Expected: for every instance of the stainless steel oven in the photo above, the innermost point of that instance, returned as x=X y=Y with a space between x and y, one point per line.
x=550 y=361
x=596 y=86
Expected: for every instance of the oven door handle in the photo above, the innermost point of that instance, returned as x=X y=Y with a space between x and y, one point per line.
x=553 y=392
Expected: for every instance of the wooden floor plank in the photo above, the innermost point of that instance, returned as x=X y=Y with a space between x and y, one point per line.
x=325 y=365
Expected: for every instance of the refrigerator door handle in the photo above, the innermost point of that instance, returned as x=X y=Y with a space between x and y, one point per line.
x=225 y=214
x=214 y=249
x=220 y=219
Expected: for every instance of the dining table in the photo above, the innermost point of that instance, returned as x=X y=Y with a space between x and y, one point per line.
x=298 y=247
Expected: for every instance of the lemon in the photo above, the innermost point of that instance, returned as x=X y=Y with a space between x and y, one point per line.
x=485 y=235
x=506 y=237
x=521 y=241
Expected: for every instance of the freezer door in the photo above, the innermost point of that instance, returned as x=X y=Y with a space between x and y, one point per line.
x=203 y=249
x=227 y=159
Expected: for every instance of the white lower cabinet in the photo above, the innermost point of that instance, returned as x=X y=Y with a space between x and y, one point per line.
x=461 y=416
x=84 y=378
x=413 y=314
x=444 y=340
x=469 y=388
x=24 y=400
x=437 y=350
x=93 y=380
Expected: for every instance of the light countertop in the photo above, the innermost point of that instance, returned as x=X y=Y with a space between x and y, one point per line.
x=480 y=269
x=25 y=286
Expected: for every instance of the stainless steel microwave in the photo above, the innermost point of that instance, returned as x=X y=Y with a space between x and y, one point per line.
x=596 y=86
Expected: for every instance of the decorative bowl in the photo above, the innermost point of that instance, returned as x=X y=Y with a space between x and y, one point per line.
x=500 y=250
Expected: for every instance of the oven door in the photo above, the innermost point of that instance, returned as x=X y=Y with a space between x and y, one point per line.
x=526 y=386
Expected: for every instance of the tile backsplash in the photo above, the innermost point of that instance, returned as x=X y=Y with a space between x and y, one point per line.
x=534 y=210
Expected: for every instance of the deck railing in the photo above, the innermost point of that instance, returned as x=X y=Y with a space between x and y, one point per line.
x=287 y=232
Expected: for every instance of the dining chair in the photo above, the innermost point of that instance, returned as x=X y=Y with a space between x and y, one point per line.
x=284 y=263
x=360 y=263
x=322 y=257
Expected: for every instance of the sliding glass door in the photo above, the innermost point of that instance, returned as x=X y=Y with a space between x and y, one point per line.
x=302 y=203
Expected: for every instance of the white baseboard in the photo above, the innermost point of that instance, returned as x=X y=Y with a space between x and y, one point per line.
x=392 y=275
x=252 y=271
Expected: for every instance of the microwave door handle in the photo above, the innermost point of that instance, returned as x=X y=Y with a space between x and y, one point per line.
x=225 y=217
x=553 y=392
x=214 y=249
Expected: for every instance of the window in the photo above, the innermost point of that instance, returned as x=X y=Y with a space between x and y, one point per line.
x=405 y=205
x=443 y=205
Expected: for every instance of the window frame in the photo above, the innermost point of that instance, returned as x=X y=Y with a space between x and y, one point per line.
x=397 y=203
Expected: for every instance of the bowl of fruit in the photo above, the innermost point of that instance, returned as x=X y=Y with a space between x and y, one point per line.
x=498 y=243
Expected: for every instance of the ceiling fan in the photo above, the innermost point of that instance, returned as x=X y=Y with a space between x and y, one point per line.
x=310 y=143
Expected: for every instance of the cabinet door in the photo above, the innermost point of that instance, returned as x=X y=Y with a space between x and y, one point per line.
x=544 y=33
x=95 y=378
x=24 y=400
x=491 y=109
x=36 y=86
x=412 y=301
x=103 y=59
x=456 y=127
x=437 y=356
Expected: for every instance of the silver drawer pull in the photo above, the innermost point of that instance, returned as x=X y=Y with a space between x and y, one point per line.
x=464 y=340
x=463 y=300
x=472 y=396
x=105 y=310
________
Your objective:
Rewrite all of the records above, putting "central point" in place of every "innermost point" and leaving everything else unchanged.

Correct output:
Expected: for every instance of the stainless steel oven in the photo above, the central point of that instance, returned as x=X y=Y with a space between x and y, one point per line.
x=550 y=361
x=596 y=86
Expected: for every instance of the oven door handle in the photo above, the central point of that instance, returned as x=X y=Y with a space between x and y, one point per line.
x=553 y=392
Expected: for every instance of the wooden floor plank in the photo above, the central point of that instance, returned as x=X y=Y with a space between x and y, one point per line.
x=325 y=365
Expected: for every instance of the refrigerator door handle in the photo above, the central point of that instance, returned as x=X y=Y with a space between x and y, one point per line.
x=225 y=214
x=214 y=249
x=220 y=219
Expected: for every instance of the dining table in the photo above, the central point of that instance, returned as x=X y=Y with a space between x and y, one point per line.
x=298 y=247
Expected: for every instance of the lemon in the photo above, the central point of that instance, returned as x=X y=Y with a space between x and y, one point per line.
x=485 y=235
x=506 y=237
x=521 y=241
Expected: for every instance of the freezer door in the photo above, the central point of that instance, returned as x=X y=Y with a space between x and y, one point per line.
x=203 y=249
x=227 y=159
Expected: for every instance of the white lower cabinet in the photo above, the central point of that instance, returned as x=X y=Y with a space between x and y, one point per line.
x=461 y=416
x=84 y=378
x=413 y=314
x=444 y=340
x=469 y=388
x=24 y=400
x=437 y=350
x=93 y=380
Expected: for every instance of the light countertop in the photo above, the central point of that instance, returned as x=X y=Y with a space between x and y, one point per line.
x=480 y=269
x=25 y=286
Expected: for every instance of the stainless steel microwave in the photo above, the central point of that instance, returned as x=X y=Y with a space between x and y, one point per line.
x=596 y=86
Expected: for every instance of the decorative bowl in the photo above, the central point of that instance, returned as x=X y=Y with a space between x and y, one point per line.
x=500 y=250
Expected: for every instance of the oven door in the photo above, the central point of that instance, returned as x=X y=Y with a space between x and y, one point per line.
x=526 y=386
Expected: for every instance of the tile backsplash in the photo above, the central point of that instance, returned as x=X y=Y with a space between x and y, one point per line.
x=534 y=210
Expected: for every instance of the deck railing in the photo above, the central point of that instance, returned as x=X y=Y with a space between x and y, one point per line.
x=287 y=232
Expected: for every instance of the dining chair in the photo above, the central point of that instance, returned as x=X y=Y with a space between x and y, one point per line.
x=284 y=263
x=360 y=263
x=322 y=257
Expected: for every instance of the sliding glass door in the photo above, the central point of that instance, returned as x=X y=Y with a space between x and y, one point per line.
x=302 y=203
Expected: for every instance of the white baseboard in the photo above, the central point of that instance, returned as x=X y=Y with a space between x and y, one point per line.
x=392 y=275
x=252 y=271
Expected: for every instance of the microwave door handle in the photo above, the central point of that instance, returned as x=X y=Y with a space between x and y, one point per line.
x=225 y=217
x=553 y=392
x=214 y=249
Expected: for every instance of the window in the photo above, the central point of that instance, returned as x=X y=Y with a space between x and y, one point per line.
x=405 y=205
x=443 y=205
Expected: for every instance of the window frame in the photo above, the central point of that instance, returned as x=X y=Y with a space between x and y, one point per line.
x=397 y=203
Expected: for every instance of the bowl of fruit in the photo above, the central point of that instance, returned as x=X y=Y with a space between x and y, one point per line.
x=498 y=243
Expected: for every instance of the ceiling fan in the photo above, the central point of that instance, returned as x=X y=Y with a space between x and y, one point per line.
x=310 y=143
Expected: for every instance of the cabinet door in the photo above, the central point of that instance, returned as x=X y=Y with a space between x and y, one point per line.
x=544 y=33
x=95 y=378
x=24 y=400
x=491 y=109
x=36 y=86
x=412 y=301
x=103 y=59
x=456 y=127
x=437 y=356
Expected: for every instance of the silver drawer pull in the photo above, the central point of that instance, returned as x=X y=Y with a space between x and y, one point per line.
x=464 y=340
x=463 y=300
x=472 y=396
x=105 y=310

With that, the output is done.